• [Task set]:
A. Translate this sentence from the biography of Assad into Spanish: "The album placed on the BBC’s year-end list and became her first international best-seller."
B. Go on with the biography of Assad, picking up right after its final sentence.

• [Document extract]:

Co-written and produced with musical and life partner Jeff Young, formerly of Megadeth, the 1998 album Chameleon appeared on the Polygram-distributed I.E. Music label. It earned critical praise, reached the top of world-music charts in Germany and Holland, and was selected by JAZZIZ readers as Best Brazilian Album of the Year. Shortly afterward Assad developed focal dystonia that severely restricted her playing, resulting in nearly two years away from the instrument; she also ended her marriage and returned to Brazil during the same interval.

Once recovered, she resumed activity through collaborations, appearing on Nowhere with Young in 2002 and contributing to the expanded reissue of Dança das Ondas. The same year brought the Chesky trio project Three Guitars alongside Larry Coryell and John Abercrombie; the group toured to sold-out houses, with her polyrhythmic approach consistently highlighted. Signing with Deutsche Grammophon’s Edge Music imprint, she released the well-received Verde in 2005, supported by a septet that included percussionist Naná Vasconcelos and niece Carolina Assad on vocals. Wonderland followed in 2007, an ambitious project inspired by Lewis Carroll’s Alice in Wonderland that reinterpreted progressive pop material by Eurythmics, Vangelis, and Tori Amos, among others, with Carolina serving as one of the arrangers. The album placed on the BBC’s year-end list and became her first international best-seller. After touring she gave birth, resettled in Brazil, and began a six-year recording hiatus focused on motherhood.

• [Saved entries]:
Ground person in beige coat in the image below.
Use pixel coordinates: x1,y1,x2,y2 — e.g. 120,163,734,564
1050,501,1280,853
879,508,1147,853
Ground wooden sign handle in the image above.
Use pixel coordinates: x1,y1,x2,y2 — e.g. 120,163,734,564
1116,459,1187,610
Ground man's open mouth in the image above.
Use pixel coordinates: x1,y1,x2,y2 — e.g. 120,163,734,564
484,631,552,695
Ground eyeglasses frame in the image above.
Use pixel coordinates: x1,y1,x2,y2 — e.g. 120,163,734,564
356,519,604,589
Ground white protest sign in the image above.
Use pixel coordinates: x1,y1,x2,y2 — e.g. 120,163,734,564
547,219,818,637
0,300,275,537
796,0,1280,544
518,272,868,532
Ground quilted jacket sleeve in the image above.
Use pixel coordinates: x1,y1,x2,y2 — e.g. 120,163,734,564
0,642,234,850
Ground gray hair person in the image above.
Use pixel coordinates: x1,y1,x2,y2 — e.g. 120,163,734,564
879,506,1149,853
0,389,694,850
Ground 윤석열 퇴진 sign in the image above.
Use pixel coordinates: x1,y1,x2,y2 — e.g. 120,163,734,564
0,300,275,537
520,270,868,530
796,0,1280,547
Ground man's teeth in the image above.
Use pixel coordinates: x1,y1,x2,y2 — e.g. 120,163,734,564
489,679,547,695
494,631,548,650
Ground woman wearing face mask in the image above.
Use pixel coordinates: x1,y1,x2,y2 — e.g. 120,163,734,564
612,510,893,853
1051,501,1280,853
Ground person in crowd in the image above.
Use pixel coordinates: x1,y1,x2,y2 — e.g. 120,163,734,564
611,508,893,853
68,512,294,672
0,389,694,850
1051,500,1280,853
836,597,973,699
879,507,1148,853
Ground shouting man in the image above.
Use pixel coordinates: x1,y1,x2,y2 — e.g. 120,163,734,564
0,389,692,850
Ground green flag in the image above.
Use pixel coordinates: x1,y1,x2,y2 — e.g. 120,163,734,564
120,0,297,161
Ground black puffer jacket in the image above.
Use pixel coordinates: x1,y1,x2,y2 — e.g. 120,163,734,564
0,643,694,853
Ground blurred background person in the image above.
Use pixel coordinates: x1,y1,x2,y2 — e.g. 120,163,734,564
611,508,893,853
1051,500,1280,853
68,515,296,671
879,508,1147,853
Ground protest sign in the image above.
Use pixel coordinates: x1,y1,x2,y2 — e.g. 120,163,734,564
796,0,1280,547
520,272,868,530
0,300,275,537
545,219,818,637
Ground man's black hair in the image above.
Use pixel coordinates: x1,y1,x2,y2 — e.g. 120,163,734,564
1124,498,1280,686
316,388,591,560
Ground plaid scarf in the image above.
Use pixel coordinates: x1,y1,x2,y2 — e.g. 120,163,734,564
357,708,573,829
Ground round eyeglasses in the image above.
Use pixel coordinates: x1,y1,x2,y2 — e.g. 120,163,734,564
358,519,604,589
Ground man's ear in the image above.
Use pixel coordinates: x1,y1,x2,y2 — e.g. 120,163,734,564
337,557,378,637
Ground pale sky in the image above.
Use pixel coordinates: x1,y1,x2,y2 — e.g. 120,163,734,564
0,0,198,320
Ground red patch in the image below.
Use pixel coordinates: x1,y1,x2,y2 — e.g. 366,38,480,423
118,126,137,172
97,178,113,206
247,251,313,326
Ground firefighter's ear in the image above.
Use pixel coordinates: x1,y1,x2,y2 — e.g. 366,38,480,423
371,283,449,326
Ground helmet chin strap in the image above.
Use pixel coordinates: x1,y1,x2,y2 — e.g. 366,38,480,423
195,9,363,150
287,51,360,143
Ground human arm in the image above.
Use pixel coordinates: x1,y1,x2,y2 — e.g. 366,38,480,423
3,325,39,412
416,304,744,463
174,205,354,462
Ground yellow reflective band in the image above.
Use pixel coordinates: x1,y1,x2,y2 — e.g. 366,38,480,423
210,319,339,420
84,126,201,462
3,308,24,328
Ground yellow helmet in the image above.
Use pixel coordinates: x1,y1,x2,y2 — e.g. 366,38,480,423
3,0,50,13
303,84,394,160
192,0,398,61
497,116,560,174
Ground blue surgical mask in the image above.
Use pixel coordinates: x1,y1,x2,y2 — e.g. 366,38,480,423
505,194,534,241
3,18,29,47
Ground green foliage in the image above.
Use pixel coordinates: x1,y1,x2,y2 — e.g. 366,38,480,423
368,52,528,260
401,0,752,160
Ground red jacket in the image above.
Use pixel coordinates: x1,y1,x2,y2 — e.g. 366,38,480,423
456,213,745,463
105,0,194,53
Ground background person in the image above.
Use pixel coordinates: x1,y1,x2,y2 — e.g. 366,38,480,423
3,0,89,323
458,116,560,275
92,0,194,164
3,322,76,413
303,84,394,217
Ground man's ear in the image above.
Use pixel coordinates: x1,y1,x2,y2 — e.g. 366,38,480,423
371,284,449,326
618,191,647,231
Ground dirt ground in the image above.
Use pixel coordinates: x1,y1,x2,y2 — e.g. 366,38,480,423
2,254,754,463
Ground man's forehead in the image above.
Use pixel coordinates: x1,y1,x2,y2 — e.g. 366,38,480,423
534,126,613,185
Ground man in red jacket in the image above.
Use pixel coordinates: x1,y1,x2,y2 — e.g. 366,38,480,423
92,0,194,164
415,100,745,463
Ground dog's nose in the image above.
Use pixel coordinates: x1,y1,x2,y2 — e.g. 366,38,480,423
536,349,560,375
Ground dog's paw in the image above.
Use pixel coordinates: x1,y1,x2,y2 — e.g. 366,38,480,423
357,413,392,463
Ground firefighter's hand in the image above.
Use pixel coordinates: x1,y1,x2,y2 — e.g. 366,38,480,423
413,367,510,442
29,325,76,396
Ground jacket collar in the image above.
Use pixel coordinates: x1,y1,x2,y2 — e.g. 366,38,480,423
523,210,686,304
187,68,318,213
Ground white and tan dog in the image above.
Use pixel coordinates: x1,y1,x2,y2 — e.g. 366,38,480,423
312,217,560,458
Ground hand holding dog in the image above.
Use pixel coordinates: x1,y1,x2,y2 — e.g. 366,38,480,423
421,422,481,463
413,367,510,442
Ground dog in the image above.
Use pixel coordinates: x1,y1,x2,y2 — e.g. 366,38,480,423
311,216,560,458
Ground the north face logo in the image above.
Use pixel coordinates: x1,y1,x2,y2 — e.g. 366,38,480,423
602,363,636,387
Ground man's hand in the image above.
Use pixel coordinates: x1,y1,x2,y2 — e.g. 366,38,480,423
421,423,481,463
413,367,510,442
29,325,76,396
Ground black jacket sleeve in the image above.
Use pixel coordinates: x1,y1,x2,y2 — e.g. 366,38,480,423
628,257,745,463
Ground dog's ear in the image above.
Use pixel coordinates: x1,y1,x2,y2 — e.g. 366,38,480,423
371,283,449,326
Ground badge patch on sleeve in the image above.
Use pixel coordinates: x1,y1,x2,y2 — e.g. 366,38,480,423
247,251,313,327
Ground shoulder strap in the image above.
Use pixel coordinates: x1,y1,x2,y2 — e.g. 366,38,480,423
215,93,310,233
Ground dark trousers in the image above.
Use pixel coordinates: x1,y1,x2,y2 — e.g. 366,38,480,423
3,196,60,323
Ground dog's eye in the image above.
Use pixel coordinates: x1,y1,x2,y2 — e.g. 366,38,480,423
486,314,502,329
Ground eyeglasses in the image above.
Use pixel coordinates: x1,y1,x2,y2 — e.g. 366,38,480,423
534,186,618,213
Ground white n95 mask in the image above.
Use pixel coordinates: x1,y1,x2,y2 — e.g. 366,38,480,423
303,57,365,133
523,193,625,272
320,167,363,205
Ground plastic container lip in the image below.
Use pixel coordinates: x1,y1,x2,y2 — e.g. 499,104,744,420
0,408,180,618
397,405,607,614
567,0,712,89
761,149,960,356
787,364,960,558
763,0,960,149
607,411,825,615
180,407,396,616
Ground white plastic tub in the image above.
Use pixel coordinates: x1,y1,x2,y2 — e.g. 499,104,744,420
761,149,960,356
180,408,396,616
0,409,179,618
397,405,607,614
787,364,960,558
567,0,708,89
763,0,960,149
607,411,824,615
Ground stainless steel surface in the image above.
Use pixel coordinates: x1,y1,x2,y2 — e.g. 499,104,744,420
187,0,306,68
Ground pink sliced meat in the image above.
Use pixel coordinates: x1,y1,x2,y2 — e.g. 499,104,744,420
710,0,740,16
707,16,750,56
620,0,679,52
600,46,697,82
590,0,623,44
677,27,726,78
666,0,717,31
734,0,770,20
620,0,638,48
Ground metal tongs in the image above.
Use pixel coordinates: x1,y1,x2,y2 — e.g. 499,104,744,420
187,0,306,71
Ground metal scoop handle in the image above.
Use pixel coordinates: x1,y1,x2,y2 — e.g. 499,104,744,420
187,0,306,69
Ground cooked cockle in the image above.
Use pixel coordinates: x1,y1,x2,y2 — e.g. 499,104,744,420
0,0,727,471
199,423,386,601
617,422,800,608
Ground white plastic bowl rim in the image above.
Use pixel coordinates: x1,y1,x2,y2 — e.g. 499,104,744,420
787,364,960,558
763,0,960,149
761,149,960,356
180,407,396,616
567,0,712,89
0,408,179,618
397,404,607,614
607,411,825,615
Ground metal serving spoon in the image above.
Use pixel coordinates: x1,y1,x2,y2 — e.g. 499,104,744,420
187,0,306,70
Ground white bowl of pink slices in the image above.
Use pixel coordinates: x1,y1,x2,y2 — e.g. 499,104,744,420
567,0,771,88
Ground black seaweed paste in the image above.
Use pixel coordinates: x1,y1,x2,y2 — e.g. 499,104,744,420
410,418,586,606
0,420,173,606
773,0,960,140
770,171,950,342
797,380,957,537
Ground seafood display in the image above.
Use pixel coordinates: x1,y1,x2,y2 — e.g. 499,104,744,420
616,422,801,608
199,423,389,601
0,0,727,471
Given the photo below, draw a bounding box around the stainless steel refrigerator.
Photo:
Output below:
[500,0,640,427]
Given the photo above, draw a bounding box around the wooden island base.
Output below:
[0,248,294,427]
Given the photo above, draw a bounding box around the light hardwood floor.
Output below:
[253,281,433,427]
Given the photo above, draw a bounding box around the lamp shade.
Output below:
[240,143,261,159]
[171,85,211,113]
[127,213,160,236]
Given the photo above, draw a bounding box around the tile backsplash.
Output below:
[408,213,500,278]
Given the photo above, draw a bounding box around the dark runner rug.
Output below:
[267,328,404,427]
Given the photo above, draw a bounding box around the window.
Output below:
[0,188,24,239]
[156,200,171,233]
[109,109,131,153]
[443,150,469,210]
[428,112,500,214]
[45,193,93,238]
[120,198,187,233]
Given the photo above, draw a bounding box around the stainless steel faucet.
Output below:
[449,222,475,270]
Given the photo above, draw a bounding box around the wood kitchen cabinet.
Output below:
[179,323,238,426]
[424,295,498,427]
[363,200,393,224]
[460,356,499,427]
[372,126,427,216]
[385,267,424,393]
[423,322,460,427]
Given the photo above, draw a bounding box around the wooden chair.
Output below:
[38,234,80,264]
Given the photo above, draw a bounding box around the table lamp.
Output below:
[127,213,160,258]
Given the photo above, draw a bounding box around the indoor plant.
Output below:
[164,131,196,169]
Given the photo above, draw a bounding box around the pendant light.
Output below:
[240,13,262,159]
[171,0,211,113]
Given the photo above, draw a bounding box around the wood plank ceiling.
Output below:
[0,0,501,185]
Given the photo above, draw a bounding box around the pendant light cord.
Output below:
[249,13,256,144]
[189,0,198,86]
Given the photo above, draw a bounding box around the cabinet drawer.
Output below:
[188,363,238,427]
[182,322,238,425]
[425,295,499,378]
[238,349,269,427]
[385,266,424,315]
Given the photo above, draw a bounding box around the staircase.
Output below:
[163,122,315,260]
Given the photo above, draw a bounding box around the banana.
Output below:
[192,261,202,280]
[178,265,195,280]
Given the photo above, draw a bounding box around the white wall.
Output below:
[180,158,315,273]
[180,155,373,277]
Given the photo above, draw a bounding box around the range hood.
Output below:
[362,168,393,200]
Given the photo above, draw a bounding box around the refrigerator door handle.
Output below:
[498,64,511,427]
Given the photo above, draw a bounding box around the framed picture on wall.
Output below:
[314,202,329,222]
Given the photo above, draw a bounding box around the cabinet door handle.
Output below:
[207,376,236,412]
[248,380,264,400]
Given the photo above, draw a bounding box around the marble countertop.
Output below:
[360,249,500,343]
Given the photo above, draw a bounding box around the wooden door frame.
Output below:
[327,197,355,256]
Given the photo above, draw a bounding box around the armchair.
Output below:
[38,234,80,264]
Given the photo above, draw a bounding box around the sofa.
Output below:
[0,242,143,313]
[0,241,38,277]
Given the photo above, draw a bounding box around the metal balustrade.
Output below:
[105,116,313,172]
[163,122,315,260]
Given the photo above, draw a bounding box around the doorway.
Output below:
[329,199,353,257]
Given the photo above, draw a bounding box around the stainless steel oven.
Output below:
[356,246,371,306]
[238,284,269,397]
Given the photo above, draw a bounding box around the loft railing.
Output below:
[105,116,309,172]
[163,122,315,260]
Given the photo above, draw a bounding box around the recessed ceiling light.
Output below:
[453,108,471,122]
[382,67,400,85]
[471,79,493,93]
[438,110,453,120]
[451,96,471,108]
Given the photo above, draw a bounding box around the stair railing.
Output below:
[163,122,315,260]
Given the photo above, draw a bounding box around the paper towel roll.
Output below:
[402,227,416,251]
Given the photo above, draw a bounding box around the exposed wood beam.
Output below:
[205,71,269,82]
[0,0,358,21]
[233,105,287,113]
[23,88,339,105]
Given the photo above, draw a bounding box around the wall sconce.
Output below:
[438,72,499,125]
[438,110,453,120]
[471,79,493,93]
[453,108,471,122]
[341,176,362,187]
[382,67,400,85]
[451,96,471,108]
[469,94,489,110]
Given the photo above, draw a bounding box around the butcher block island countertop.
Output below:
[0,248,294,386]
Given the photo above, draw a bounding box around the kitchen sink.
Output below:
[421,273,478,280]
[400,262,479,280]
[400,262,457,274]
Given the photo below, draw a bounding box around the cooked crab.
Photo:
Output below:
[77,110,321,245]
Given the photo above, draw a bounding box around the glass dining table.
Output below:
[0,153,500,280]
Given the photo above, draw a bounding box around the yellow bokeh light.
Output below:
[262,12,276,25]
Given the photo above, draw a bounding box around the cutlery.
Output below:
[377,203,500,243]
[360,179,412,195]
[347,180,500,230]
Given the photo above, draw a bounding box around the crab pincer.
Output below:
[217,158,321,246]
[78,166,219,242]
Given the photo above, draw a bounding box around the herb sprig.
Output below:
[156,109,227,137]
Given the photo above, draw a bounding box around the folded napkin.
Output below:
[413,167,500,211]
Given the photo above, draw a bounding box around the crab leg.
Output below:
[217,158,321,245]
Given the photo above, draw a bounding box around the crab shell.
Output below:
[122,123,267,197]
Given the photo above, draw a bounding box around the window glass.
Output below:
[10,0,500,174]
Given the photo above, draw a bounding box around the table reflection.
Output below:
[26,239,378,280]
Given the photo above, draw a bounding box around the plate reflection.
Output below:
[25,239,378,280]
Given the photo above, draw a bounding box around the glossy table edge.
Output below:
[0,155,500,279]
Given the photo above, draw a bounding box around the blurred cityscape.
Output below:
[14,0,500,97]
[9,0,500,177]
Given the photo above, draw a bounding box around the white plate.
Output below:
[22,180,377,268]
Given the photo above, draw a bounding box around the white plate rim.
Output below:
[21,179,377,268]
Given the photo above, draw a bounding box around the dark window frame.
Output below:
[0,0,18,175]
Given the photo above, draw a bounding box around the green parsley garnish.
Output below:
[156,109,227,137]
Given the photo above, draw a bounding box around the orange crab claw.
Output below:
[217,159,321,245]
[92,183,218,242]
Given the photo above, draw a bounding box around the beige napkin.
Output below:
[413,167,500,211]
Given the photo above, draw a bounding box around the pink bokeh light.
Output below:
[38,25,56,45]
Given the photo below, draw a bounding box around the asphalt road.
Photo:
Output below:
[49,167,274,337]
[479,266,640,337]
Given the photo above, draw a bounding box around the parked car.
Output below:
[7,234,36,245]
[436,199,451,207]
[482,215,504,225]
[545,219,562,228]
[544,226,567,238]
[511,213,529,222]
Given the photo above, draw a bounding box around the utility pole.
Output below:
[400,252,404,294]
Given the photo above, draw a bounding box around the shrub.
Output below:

• [Responses]:
A. El álbum figuró en la lista de fin de año de la BBC y se convirtió en su primer éxito de ventas internacional.

B.
She eventually resumed releasing music independently, launching the Quatro Ventos label and issuing the 2012 comeback Amor e Outras Manias Crônicas. In July of that year she performed the complete Verde repertoire, accompanied solely by voice, guitar, and kalimba, for twenty-three dancers from the Bahian Dance Company of the Municipal Theater (BTCA) at the Venice Biennale. The charting 2013 album Between Love and Luck contained thirteen tracks, all but one written or co-written by Assad. January 2014 brought a commission from the Guitar Festival Marathon in New York to curate the festival and compose a score for the 1934 silent Chinese film The Goddess, which she performed live at Merkin Hall. Rolling Stone later listed her among the world’s Top 100 Guitarists, and she won the U.S. Songwriting Competition in the World Music category that year.

Privately released in 2015, the children’s album Cantos de Casa preceded a German edition of Amor e Outras Manias Crônicas issued by O-Tone Music under the translated title Love and Other Manias. Genesis at the Crossroads, the Chicago-based global peace-building organization, invited her participation in the Saffron Caravan multicultural ensemble alongside Moroccan vocalist Aaron Bensoussan, Arab-Israeli oud master Haytham Safia, and Venezuelan percussionist Javier Saume Mazzei; she contributed guitar and vocals while also serving on round-table panels addressing arts and conflict transformation and teaching music and peace-building curricula at the Genesis Academy Summer Institute for youth from conflict zones.

The 2016 album Hatched presented radically rearranged covers of well-known pop songs including Lorde’s “Royals,” “The Hanging Tree” (the Hunger Games theme co-written by author Suzanne Collins with composer James Newton Howard and the Lumineers’ Jeremiah Fraites and Wesley Schultz), Mumford and Sons’ “Little Lion Man,” and Skrillex’s “Stranger,” together with three new originals; reviewers praised its inventive and sensitive treatments.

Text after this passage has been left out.